#### The task:
Output each line exactly as it appears, skipping any embedded picture.

************

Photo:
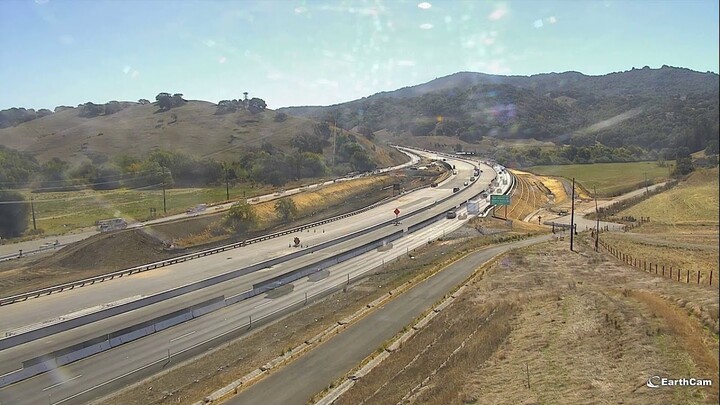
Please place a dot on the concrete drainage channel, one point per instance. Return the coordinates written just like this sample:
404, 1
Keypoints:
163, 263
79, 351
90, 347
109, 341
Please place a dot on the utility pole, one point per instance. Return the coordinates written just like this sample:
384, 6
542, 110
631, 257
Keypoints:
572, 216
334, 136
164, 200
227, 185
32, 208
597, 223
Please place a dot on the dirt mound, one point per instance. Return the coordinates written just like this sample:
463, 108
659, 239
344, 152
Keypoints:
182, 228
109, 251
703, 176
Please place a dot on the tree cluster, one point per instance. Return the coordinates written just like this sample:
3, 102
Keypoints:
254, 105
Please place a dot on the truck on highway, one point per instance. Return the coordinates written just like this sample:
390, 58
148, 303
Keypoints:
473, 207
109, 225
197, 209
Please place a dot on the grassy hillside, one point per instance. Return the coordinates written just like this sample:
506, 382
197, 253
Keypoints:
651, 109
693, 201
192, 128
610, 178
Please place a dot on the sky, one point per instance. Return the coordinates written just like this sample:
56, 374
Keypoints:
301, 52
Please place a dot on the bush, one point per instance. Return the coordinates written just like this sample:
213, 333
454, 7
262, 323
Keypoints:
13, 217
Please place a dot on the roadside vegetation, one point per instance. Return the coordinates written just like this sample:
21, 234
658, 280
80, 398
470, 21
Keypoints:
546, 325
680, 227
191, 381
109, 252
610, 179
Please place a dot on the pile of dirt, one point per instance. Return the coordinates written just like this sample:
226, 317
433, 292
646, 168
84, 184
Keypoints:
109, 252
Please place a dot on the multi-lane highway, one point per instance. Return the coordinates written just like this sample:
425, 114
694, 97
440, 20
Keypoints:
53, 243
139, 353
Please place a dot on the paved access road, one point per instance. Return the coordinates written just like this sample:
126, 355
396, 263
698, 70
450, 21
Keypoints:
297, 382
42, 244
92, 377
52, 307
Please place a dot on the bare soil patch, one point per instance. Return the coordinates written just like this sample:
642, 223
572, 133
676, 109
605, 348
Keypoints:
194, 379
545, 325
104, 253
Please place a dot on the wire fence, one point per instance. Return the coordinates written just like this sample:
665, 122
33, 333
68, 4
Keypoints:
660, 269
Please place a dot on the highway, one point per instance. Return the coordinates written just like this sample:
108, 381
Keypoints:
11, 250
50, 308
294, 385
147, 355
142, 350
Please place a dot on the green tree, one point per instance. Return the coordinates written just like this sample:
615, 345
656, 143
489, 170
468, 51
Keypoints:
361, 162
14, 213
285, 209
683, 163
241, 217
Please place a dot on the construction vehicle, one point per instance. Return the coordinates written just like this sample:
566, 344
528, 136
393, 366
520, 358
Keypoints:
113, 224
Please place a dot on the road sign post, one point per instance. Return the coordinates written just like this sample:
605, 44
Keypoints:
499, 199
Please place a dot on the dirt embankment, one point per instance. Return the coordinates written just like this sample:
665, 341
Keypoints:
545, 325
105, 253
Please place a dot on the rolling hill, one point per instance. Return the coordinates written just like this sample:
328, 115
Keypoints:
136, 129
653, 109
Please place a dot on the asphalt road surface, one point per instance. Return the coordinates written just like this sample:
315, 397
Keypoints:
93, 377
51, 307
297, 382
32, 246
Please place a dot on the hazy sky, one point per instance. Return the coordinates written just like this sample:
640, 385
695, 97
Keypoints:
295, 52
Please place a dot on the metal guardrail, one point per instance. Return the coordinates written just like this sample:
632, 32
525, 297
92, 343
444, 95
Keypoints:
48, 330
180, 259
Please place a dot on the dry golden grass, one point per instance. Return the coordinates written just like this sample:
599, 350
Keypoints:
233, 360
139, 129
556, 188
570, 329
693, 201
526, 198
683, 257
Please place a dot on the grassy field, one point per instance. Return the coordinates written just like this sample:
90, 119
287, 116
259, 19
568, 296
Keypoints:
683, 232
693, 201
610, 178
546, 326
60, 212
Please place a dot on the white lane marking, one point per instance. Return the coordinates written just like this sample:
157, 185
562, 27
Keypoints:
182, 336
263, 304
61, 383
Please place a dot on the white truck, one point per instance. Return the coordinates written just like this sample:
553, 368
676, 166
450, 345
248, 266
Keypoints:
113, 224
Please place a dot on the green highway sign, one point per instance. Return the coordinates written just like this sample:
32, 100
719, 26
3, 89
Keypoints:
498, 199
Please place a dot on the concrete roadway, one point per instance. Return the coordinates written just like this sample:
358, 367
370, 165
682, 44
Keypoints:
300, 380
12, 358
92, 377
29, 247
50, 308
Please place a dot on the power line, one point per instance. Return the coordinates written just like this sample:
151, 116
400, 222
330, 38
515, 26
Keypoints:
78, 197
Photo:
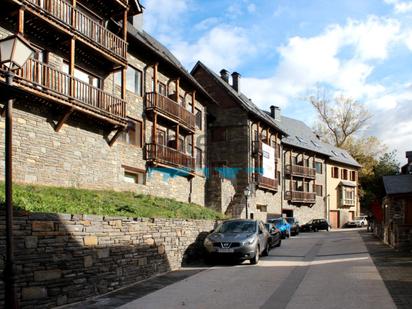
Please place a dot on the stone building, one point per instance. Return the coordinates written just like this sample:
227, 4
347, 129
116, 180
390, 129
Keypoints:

************

#### Reply to the task:
Photo:
Please place a dot on the concrete drainage channel, one point per instance. Return the coordinates written just like this sample:
404, 1
Keypoints:
163, 263
79, 351
90, 347
109, 341
Please place a dot on the utility pole, one point per instance. Return the coordinates written just like this sample:
384, 6
542, 110
631, 257
Keypoints:
572, 216
334, 136
164, 200
227, 185
32, 208
597, 223
Please place a dot on the dirt mound, one point per instance. Return the coordinates written just like this sample:
463, 108
659, 239
344, 152
Keypoints:
182, 228
109, 251
703, 176
Please place a dot on the tree cluster, one point per instance. Return the coordinates written just like this sample:
3, 102
Keypoints:
254, 105
Please place a dot on the truck on highway, one point per instance. Return the coordinates written just like this sample:
390, 58
148, 303
Keypoints:
473, 207
109, 225
197, 209
Please place a dot on the grassy hillside, one point per instance. Return the coordinates written just like this sample:
506, 382
197, 253
Keypoints:
651, 109
693, 201
192, 128
610, 178
Please place a dot on the sky, one point per instance. Return the coordinates written just like this sample:
56, 374
Keypoints:
301, 52
Please place a dot on the bush, one point per instance. Return the coordinates written just like this sample:
213, 333
454, 7
262, 323
Keypoints:
13, 217
Please place a dot on the roadside vegetation, one point per instance. Return the coordinates written just like this sample:
21, 234
658, 280
80, 398
470, 21
Keypoints:
546, 325
680, 227
191, 381
109, 252
610, 179
Please place a dot on the pile of dirt, one point per instance. Return the coordinates written just like this sample:
226, 317
433, 292
646, 168
84, 184
Keypoints:
109, 252
Please place a dot on the multi-lane highway, one point per instance. Return the coordinates written just like this sample:
425, 114
694, 97
440, 20
Keypoints:
53, 243
139, 353
Please place a dot on the paved access road, one point per instance. Return the coordinates written just like this sample:
126, 355
396, 263
698, 70
450, 21
Keypoints:
297, 382
42, 244
92, 377
52, 307
Please place a dot on the bare soil patch, one point per instance. Return the coordinates written just like this sample:
642, 223
572, 133
676, 109
605, 348
Keypoints:
194, 379
545, 325
104, 253
Please place a dot on the wire fence, one point per instance. Return the coordinates written just like this sample:
665, 122
33, 333
68, 4
Keypoints:
660, 269
Please place a dot on the highway, one point per instance. Return the coordinates written just like this sample:
108, 381
Keypoints:
11, 250
50, 308
294, 385
147, 355
142, 350
Please place a dot on the green tree, one point per instance. Return the coordinates written just like this sample:
615, 345
656, 143
489, 170
468, 51
Keypoints:
361, 162
14, 213
285, 209
683, 163
241, 217
Please place a dot on the construction vehicle, one point per instance. Return the coordinates written just like this sample:
566, 344
528, 136
393, 366
520, 358
Keypoints:
113, 224
Please place a dot on the road sign post, one point per instance. Return the coordinates written just like this sample:
605, 44
Keypoints:
499, 199
Please place a dot on the dirt embankment, one point per instance. Return the coordinates written just like this sample:
665, 341
Keypoints:
545, 325
105, 253
Please place a dot on the rolling hill, one point per instance. Return the coordinates written just like this sample:
328, 115
Keypoints:
136, 129
653, 109
Please place a dot on the asphalt road surface, one point per instance. Return the coordinates written just like this sample:
315, 397
Keypoints:
93, 377
51, 307
297, 382
32, 246
Please place a dot on the hazy sky, one point per instance. Return the coordinates written just like this sample:
640, 385
695, 97
Keypoints:
295, 52
Please place a dot on the metal guardrail, one point per instance. Return the coordinates written just like this sample:
632, 32
525, 297
92, 343
444, 95
Keypoints:
48, 330
180, 259
Please place a dot on the dry golden grass, one point per instance. Return the coordinates written just like this sample:
599, 350
Keypoints:
233, 360
139, 129
556, 188
570, 329
693, 201
526, 198
683, 257
Please place a dot on the grassy field, one point per instance. Return the coordinates written just like this sample:
90, 119
287, 116
259, 19
568, 296
Keypoints:
683, 232
693, 201
610, 178
546, 326
60, 212
Please place a dot on the white lane marking, one point per instance. Return the coordinates written just like this sample:
157, 185
562, 27
Keypoints:
182, 336
263, 304
61, 383
Please place a dot on the white truck, one point per instance. Return the coordinates written just like this sample:
553, 368
676, 166
450, 345
248, 266
Keypoints:
113, 224
Please place a dot on the green highway sign, one point per instance. Return the coordinates written just like this sample:
32, 100
719, 26
3, 89
Keypoints:
498, 199
Please place a dot on the concrete roadway, one point per instance. Return the coordinates written just like this sample:
358, 367
370, 165
682, 44
Keypoints:
300, 380
12, 358
92, 377
29, 247
50, 308
Please place a dot on the power line, one point per instance. Return the coordinates written just like this sample:
151, 116
400, 222
330, 38
515, 26
Keypoints:
78, 197
Photo:
Please place a dot on the stone building, one point per instance. Return the coordinates written just like this sample:
227, 4
347, 129
116, 180
390, 129
Keypoints:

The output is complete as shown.